WHAT TO WORK ON »
1: Answer these from the benchmark forum excerpt, not the listing:
(a) Which method shows the lowest mean time in the table, and what is that time?
(b) What mean time is given for TestWithPInvoke?
(c) According to the last reply, what did the delegate approach bring?
2: Resume the benchmark forum excerpt after its final sentence, writing the next part of that discussion rather than anything about the listing.

━━━ EXCERPT PROVIDED ━━━

Method | Mean | Error | StdDev |
---------------------------------- |---------:|----------:|----------:|
TestWithArrayAddressing | 19.60 ns | 0.1137 ns | 0.0949 ns |
TestWithPInvoke | 16.81 ns | 0.0896 ns | 0.0748 ns |
TestWithUnsafeCompare | 28.25 ns | 0.6102 ns | 0.5095 ns |
TestWithUnsafeIncrementPtrCompare | 20.20 ns | 0.2037 ns | 0.1701 ns |
TestWithUnsafeLongPtrCompare | 10.92 ns | 0.0761 ns | 0.0636 ns |
Cool. Glad it made a difference. Even so, there is still some cost for using dllimport. Another way to improve this is by using Marshall unsafe function delegate. It should gain even more. https://blogs.msdn.microsoft.com/jonathanswift/2006/10/03/dynamically-calling-an-unmanaged-dll-from-net-c/
I tried that. But it brought undesired delay. I used the following code to setup the delegate and substituted the P/Invoke with that delegate.

━━━ DATA ROWS ━━━

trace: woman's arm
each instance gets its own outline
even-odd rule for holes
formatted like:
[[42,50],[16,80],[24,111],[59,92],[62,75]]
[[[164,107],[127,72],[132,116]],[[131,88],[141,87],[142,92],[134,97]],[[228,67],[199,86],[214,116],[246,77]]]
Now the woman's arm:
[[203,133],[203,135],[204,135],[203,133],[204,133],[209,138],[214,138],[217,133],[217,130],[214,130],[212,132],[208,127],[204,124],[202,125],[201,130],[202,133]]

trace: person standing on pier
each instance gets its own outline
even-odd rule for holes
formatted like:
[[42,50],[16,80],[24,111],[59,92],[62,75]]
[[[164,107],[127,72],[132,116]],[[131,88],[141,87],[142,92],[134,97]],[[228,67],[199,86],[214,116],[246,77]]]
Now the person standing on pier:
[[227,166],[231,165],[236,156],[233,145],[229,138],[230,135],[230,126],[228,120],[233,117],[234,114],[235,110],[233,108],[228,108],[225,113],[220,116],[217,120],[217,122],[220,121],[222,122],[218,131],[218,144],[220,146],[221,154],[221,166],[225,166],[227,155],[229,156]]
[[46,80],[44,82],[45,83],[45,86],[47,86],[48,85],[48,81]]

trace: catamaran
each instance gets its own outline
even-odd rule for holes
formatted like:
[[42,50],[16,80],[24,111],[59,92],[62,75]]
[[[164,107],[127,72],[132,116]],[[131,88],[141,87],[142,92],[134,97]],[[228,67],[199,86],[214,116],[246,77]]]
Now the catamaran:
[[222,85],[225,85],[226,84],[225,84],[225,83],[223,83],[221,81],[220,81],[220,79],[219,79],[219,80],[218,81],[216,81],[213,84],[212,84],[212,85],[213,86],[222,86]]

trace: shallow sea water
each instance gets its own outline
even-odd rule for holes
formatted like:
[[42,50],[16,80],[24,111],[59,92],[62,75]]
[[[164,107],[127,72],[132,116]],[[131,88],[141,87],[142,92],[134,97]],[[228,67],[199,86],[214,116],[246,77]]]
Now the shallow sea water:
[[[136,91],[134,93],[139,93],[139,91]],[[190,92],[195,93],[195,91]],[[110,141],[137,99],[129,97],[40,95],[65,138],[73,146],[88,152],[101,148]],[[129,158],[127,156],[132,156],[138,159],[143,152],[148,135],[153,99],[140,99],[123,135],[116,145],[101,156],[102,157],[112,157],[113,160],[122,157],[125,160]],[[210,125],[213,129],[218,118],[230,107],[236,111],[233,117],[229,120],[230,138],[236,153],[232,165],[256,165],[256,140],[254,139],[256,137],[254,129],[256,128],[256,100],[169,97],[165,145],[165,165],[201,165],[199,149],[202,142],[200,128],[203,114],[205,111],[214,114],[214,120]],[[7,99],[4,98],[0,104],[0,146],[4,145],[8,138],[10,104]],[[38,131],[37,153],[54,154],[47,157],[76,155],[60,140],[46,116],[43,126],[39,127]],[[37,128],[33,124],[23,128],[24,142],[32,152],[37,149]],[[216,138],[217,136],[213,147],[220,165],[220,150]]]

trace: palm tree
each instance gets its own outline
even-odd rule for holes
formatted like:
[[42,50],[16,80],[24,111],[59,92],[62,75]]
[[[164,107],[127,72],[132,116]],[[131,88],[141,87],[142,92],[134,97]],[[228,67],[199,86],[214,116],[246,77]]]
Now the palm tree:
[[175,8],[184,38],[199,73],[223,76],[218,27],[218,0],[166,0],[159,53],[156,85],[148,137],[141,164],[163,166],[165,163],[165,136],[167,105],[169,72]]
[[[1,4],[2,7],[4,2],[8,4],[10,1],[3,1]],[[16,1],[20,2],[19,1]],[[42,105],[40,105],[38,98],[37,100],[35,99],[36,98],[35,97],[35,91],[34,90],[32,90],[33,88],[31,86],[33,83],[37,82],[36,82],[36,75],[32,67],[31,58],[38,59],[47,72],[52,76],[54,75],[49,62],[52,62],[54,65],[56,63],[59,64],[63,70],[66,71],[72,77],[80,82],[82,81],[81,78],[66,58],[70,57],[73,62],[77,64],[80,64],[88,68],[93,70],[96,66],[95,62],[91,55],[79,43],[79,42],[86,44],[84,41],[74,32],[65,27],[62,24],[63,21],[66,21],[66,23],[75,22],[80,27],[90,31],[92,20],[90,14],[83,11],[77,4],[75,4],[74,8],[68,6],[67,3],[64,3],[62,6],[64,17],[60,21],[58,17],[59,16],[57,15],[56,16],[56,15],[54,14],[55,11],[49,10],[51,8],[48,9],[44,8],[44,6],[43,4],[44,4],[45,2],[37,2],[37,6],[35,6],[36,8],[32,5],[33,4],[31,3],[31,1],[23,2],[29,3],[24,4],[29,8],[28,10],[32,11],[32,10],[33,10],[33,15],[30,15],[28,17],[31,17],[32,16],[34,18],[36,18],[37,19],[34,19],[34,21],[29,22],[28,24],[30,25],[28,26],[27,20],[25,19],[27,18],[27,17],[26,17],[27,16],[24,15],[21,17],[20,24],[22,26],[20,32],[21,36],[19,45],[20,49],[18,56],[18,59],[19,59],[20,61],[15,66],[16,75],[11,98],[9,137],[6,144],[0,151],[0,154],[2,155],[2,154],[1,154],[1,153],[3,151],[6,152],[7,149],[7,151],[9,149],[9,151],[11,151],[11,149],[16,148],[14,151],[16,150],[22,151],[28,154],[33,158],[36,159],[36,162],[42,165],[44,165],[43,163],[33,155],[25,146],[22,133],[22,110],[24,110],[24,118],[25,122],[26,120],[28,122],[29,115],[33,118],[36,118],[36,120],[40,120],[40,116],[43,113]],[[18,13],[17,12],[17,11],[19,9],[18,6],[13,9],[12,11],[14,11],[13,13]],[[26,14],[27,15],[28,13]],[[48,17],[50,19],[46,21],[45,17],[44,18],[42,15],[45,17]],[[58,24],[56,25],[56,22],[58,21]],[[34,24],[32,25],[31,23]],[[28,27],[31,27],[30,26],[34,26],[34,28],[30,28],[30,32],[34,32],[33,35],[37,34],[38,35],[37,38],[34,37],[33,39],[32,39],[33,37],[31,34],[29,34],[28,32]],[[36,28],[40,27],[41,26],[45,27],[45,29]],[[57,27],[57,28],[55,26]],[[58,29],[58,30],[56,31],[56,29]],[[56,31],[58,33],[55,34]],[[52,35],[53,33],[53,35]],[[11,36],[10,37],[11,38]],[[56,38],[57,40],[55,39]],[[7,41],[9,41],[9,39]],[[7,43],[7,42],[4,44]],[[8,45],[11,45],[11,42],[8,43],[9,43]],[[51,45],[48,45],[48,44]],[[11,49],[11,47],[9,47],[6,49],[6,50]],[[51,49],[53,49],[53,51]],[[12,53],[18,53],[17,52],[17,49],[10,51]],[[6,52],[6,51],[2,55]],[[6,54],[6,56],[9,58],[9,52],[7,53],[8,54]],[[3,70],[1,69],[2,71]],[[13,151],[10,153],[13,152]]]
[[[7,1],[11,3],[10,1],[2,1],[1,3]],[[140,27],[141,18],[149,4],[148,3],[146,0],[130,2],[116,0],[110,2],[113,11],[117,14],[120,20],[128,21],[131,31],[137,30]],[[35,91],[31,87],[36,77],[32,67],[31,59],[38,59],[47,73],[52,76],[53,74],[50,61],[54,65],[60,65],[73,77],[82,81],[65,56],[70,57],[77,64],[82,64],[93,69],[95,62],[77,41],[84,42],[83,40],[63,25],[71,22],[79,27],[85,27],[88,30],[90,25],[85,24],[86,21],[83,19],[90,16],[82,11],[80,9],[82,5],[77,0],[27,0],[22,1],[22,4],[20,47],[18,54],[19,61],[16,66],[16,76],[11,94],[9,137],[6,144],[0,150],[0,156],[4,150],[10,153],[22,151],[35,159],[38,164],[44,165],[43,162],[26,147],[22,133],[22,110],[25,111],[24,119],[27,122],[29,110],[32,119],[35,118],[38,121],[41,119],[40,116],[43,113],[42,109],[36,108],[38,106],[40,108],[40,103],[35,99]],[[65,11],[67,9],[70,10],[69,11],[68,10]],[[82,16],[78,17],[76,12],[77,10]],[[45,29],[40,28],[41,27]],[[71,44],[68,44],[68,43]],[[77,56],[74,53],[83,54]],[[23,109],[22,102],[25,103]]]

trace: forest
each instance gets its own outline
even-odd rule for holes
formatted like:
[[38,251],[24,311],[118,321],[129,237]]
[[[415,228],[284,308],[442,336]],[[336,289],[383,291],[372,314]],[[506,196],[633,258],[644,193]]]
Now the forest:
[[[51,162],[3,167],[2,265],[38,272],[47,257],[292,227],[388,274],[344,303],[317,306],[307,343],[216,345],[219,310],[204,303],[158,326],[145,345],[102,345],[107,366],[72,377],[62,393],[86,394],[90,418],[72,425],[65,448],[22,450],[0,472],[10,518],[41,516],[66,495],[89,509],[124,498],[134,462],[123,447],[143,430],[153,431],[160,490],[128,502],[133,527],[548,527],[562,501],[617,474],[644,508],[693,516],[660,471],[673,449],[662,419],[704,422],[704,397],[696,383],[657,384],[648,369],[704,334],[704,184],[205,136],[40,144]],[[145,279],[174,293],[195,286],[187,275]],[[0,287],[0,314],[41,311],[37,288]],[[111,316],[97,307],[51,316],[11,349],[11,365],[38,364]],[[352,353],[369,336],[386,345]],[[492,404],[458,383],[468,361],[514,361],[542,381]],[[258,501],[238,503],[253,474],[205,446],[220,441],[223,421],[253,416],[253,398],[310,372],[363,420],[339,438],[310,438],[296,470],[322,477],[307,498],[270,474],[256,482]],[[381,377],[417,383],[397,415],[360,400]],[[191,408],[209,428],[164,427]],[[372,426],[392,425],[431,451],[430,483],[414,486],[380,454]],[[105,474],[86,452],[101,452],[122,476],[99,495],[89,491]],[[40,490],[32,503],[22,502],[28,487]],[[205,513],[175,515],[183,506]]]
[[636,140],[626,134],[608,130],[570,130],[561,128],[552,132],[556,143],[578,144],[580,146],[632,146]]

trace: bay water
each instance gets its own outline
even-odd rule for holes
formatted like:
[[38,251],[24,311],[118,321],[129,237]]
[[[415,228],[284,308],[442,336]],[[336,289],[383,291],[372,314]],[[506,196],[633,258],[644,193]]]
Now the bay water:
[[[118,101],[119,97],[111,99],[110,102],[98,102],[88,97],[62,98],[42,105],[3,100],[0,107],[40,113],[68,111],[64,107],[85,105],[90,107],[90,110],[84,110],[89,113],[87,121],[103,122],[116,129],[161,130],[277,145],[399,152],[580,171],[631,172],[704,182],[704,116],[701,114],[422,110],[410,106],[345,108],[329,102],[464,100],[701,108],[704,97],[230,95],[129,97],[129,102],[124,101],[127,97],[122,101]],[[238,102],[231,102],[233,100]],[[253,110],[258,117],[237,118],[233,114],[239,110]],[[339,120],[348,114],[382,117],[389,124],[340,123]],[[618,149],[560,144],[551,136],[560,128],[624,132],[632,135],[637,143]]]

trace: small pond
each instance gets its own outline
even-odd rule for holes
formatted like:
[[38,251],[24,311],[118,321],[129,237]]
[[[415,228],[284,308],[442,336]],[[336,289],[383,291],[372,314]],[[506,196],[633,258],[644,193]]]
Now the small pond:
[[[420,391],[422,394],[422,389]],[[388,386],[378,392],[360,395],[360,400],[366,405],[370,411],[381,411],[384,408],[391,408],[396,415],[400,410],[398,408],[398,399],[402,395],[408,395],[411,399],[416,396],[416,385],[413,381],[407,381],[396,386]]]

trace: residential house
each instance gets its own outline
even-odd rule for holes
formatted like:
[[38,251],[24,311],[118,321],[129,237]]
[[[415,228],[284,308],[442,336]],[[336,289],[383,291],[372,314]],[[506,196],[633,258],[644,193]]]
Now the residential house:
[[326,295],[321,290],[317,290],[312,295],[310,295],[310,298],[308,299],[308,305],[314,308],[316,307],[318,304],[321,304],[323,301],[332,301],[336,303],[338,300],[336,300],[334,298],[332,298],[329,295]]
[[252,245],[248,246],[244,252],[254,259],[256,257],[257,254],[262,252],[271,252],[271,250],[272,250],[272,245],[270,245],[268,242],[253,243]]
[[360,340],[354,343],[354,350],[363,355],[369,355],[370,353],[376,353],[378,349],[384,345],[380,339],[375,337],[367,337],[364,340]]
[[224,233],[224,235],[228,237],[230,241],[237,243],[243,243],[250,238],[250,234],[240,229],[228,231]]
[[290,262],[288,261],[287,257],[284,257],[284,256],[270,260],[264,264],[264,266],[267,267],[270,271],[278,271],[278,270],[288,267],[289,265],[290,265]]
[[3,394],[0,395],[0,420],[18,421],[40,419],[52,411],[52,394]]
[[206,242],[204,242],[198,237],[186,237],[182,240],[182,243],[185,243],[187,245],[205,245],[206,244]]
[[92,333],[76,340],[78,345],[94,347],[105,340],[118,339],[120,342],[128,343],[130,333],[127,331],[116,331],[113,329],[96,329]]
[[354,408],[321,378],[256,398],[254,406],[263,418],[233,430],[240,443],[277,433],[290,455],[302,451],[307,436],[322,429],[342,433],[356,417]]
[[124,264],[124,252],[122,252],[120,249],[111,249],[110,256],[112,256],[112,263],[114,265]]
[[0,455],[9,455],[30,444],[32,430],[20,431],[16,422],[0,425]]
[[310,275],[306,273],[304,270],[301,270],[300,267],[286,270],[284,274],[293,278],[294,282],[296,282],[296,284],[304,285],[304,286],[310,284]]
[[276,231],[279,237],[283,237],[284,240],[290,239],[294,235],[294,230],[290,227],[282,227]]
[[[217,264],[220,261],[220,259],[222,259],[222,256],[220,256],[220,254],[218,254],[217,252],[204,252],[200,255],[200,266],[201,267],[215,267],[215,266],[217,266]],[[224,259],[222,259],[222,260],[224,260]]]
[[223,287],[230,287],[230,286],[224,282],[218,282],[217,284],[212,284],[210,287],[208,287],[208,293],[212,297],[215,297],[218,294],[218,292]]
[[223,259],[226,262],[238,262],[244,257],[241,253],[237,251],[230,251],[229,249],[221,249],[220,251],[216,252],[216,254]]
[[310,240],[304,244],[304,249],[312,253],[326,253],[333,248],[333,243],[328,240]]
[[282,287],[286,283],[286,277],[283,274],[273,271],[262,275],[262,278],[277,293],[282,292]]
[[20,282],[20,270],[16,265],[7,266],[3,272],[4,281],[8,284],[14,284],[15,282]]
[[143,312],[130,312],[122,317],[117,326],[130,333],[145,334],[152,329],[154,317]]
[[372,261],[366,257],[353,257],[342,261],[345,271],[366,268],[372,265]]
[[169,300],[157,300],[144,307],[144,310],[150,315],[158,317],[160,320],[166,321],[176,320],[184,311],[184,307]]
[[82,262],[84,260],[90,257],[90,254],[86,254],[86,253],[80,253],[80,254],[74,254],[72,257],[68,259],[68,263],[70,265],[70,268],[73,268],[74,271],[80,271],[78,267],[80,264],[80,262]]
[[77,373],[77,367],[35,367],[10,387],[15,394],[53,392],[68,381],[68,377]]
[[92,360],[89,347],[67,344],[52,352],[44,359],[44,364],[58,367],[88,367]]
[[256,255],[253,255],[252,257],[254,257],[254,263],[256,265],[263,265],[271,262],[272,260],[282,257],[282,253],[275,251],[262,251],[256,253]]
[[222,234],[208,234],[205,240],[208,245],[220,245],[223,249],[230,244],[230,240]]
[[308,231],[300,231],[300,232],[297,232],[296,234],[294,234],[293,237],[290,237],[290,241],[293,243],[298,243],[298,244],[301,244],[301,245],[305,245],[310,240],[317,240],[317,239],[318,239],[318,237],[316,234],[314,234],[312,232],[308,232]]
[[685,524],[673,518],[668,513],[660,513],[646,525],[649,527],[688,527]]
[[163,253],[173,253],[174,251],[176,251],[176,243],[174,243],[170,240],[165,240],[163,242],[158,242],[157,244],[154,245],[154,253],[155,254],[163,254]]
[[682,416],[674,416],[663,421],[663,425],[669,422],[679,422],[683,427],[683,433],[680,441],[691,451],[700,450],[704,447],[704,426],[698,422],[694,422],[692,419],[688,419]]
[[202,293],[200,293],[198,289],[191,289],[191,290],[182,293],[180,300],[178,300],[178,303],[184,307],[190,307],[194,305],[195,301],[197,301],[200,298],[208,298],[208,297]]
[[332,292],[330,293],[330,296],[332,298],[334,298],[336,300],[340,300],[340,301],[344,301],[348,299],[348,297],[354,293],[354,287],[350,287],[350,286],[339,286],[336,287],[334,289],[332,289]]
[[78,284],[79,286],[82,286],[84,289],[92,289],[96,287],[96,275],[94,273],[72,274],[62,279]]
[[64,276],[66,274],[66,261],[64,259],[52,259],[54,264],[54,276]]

━━━

RESULTS OF THE EXERCISE »
1:
(a) TestWithUnsafeLongPtrCompare, at 10.92 ns.
(b) 16.81 ns.
(c) Undesired delay.

2:
static readonly MemCmp _MemCmp = Marshal.GetDelegateForFunctionPointer<MemCmp>
(GetProcAddress(LoadLibrary("msvcrt.dll"), "memcmp"));
delegate int MemCmp(byte[] a, byte[] b, long length);
Here was the result. Not so good :)
Method | Mean | Error | StdDev |
---------------------------------- |---------:|----------:|----------:|
TestWithArrayAddressing | 19.97 ns | 0.0940 ns | 0.0734 ns |
TestWithPInvoke | 41.44 ns | 0.4313 ns | 0.3367 ns |
TestWithUnsafeCompare | 28.53 ns | 0.2906 ns | 0.2426 ns |
TestWithUnsafeIncrementPtrCompare | 20.07 ns | 0.3984 ns | 0.3327 ns |
TestWithUnsafeLongPtrCompare | 11.00 ns | 0.0845 ns | 0.0660 ns |
Did you add this attribute [UnmanagedFunctionPointer(CallingConvention.Cdecl)] to the delegate definition?
I'd forgotten that. I added that attribute to the delegate and performed the benchmark again. The result was almost the same. I thought the link you provided was not for DLL interop acceleration, but for the flexibility for dynamically calling functions where the DLL names or function names could not be determined at compilation.
Good to know. Thanks
Rebase only.
My repository was somewhat behind yours. Thus I got it synced.
I see. I guess It make sense.
It has been quite a few months. I guessed that the original issue should had been fixed.
Yeah. The invalid string had been resolved if that is what you are referring to.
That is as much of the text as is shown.